------ INPUT MATERIAL ------

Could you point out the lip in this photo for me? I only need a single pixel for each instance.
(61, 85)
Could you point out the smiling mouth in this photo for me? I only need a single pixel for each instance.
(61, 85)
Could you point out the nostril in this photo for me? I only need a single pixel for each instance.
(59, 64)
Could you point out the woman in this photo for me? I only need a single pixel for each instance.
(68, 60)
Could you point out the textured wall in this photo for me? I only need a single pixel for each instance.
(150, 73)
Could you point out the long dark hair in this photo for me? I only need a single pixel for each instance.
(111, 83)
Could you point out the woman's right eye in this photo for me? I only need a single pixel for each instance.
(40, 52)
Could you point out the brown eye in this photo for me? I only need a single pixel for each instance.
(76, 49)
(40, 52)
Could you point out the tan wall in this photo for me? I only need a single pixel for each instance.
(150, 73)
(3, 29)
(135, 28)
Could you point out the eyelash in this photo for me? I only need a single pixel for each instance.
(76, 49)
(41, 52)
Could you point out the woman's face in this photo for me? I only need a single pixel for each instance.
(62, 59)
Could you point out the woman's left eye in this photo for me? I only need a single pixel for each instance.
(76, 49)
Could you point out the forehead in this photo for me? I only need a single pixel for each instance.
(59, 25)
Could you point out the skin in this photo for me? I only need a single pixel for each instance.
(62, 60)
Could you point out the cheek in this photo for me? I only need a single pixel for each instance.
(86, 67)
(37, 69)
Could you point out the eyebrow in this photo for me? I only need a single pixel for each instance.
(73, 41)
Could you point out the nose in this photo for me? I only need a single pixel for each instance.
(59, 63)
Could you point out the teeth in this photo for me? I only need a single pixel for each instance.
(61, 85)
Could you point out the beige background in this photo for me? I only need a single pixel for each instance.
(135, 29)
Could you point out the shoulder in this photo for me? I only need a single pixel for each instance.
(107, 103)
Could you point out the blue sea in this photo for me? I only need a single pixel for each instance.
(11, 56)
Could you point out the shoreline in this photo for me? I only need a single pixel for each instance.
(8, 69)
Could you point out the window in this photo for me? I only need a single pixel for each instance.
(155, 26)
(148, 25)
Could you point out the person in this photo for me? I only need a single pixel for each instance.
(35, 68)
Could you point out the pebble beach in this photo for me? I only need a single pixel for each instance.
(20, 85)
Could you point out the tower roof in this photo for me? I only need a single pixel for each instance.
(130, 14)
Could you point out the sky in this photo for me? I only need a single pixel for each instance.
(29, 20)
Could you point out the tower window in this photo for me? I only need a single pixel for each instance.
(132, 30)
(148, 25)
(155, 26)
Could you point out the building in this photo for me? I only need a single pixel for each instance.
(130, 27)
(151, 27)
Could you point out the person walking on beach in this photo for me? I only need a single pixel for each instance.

------

# GOAL OF THE EXERCISE
Could you repeat the data above word for word, from the line with "Could you point out the beige" through the end of the data?

# FINISHED ANSWER
Could you point out the beige background in this photo for me? I only need a single pixel for each instance.
(135, 29)
Could you point out the shoulder in this photo for me? I only need a single pixel for each instance.
(107, 103)
Could you point out the blue sea in this photo for me? I only need a single pixel for each instance.
(11, 56)
Could you point out the shoreline in this photo for me? I only need a single pixel for each instance.
(8, 69)
Could you point out the window in this photo for me? I only need a single pixel for each instance.
(155, 26)
(148, 25)
Could you point out the person in this photo for me? I only need a single pixel for each instance.
(35, 68)
Could you point out the pebble beach in this photo for me? I only need a single pixel for each instance.
(20, 85)
Could you point out the tower roof in this photo for me? I only need a single pixel for each instance.
(130, 14)
Could you point out the sky in this photo for me? I only need a single pixel for each instance.
(29, 20)
Could you point out the tower window in this photo for me? I only need a single pixel for each instance.
(132, 30)
(148, 25)
(155, 26)
Could you point out the building in this photo for me? I only need a single pixel for each instance.
(130, 27)
(151, 27)
Could you point out the person walking on beach in this photo for me? I only need a single pixel for each instance.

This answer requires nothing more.